>> begin Selected passage
Sticking with the simple example for now:

Given dsdl/VarArray.1.0.uavcan as

uint8 [<=16] data
import pyuavcan, dsdl
data = list(range(254,254-14,-1))
print('input : {}'.format(data))

input : [254, 253, 252, 251, 250, 249, 248, 247, 246, 245, 244, 243, 242, 241]

var_bits = pyuavcan.dsdl.serialize(dsdl.VarArray_1_0(data))
bit_string = next(map(lambda x: bytes(x).hex(), var_bits))
bytes_array = []
for i in range(0, len(bit_string), 2):
    bytes_array.append(int(bit_string[i:i+2], base=16))
# raw value (what goes on the wire in the current implementation)
print('hex: {}'.format(['{:02X}'.format(x) for x in bytes_array]))
print('dec: {}'.format(['{}'.format(x) for x in bytes_array]))

hex: [‘77’, ‘F7’, ‘EF’, ‘E7’, ‘DF’, ‘D7’, ‘CF’, ‘C7’, ‘BF’, ‘B7’, ‘AF’, ‘A7’, ‘9F’, ‘97’, ‘88’]
dec: [‘119’, ‘247’, ‘239’, ‘231’, ‘223’, ‘215’, ‘207’, ‘199’, ‘191’, ‘183’, ‘175’, ‘167’, ‘159’, ‘151’, ‘136’]

# This is what is implemented
data_reconstructed = []
# First 5 bits are the fill
fill = (bytes_array[0] & 0xF0) >> 3
print('fill should be {} is {}'.format(len(data), fill))
# This means the fill field starts at bit 3 which violates LSB rules.
for i in range(1, 15):
    # Each element is then made out of the lowest 3 bits of the previous byte
    # and (OR) the last 5 bits of next byte. This means the next element begins at
    # bit 3 which, again, violates LSB rules.
    bte = (bytes_array[i - 1] & 0x7) << 5 | ((bytes_array[i] & 0xF8) >> 3)

fill should be 14 is 14
[254, 253, 252, 251, 250, 249, 248, 247, 246, 245, 244, 243, 242, 241]

# This is what we expect
data_reconstructed = []
# The fill begins at bit 1 per LSB format
fill = bytes_array[0] & 0x1F
print('fill should be {} is {}'.format(len(data), fill))
for i in range(0, 14):
    # Each element in the array begins at bit 5 of a byte and then continues
    # from bit 0 in the next byte.
    bte = ((bytes_array[i+1] & 0x7F) << 3) | ((bytes_array[i] & 0xE0) >> 5)

fill should be 14 is 23
[955, 895, 831, 767, 702, 638, 574, 510, 445, 381, 317, 253, 188, 68]

The Intel format (little-endian rules):

  1. Bytes are ordered LSB
  2. Bits are ordered LSB
  3. Parts of the bytes are ordered LSB – UAVCAN has a bug in this rule by placing fractional byte fields in Motorola format (big-endian). We followed rules 1 and 2 above (so bits inside those fractional byte fields are LSB), but we wrongly selected which part of byte to occupy by the fractional byte field (and the rest of following data).

Our experience has been that this implementation is incompatible with all known CAN databases and vendor tools for processing frames.

The intention of the messages I posted above was to show that the current implementations (PyUAVCAN, Libuavcan, Libcanard) are spec-compliant. I did not mean to imply that the currently specified behavior is optimal.
>> end Selected passage
>> begin Given data
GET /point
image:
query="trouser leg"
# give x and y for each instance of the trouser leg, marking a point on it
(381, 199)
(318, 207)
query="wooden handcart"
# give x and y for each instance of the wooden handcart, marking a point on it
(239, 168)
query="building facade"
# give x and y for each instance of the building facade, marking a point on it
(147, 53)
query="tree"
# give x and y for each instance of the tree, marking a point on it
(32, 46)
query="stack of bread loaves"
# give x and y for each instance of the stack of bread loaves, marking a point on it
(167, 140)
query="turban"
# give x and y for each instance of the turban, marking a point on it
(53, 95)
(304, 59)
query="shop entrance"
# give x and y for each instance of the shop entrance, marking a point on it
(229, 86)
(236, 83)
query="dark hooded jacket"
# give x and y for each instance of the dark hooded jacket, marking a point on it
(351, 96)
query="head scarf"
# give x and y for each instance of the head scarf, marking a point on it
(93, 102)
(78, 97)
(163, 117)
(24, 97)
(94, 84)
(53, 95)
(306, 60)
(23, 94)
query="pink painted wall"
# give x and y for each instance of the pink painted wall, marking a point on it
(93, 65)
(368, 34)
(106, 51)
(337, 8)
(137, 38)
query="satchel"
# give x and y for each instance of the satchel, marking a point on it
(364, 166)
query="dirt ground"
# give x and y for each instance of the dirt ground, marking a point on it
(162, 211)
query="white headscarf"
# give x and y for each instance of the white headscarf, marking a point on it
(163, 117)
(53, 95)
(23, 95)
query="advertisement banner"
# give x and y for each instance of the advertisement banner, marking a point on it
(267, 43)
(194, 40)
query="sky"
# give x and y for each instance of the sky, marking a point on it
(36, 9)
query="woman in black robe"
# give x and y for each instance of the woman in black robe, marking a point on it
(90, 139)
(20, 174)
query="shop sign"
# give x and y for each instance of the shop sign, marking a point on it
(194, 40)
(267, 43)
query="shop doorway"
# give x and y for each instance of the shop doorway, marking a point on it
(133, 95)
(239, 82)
>> end Given data
Problems to solve ->
a) Name each software implementation that the UAVCAN serialization post calls spec-compliant.
b) Extract every line of the entries that includes the string "loaves".
The UAVCAN serialization post and the entries are independent of each other.

Solutions for each task ->
a) PyUAVCAN, Libuavcan, Libcanard

b)
query="stack of bread loaves"
# give x and y for each instance of the stack of bread loaves, marking a point on it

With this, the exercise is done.